WORK REQUIRED:
Please pick out every line in the listing below that contains the word "pool" and copy each one.

[Records from a data collection]
— begin —

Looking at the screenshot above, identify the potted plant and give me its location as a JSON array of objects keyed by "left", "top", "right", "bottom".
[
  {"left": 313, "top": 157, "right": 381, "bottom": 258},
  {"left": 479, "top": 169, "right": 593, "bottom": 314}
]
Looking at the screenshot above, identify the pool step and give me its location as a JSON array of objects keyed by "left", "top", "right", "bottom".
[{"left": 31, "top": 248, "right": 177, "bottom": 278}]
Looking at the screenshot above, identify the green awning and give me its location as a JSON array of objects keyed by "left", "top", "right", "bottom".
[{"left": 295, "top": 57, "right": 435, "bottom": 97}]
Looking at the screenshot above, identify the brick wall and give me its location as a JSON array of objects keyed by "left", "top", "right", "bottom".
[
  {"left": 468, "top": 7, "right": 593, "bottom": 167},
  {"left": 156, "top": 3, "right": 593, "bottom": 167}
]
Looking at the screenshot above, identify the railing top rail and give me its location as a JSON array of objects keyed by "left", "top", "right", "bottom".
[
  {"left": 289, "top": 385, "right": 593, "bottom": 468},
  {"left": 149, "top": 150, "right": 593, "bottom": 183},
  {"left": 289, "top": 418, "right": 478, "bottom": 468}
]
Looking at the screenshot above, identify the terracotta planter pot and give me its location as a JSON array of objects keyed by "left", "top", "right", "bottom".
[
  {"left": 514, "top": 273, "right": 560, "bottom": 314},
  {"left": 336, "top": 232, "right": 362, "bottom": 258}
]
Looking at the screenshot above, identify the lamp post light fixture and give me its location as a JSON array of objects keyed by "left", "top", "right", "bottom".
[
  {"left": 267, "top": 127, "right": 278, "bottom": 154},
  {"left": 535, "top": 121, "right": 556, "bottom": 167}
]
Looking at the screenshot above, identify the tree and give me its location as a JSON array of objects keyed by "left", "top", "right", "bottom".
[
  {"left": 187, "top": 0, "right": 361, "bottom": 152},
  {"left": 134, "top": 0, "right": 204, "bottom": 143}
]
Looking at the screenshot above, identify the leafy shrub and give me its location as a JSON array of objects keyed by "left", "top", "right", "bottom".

— end —
— begin —

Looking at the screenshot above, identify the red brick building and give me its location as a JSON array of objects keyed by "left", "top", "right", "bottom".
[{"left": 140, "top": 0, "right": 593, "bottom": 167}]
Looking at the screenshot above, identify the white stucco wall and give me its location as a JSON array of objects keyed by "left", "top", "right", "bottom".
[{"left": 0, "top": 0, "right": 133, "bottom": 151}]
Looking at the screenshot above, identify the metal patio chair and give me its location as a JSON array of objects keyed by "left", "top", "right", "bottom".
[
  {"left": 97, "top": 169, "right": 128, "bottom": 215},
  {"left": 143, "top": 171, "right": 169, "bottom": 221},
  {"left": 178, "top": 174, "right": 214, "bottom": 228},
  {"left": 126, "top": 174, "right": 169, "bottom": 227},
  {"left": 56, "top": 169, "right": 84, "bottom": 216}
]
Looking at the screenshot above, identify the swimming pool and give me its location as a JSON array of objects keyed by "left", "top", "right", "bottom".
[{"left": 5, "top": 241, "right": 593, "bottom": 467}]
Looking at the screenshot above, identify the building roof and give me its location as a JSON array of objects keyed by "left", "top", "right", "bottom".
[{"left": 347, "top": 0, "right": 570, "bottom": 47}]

— end —

COMPLETED TASK:
Looking at the screenshot above, identify the pool step and give me its location as a JSON array of objects keyed by "left", "top", "right", "bottom".
Looking at the screenshot above, identify the swimming pool and give me its location as a JSON array of objects keyed by "left", "top", "right", "bottom".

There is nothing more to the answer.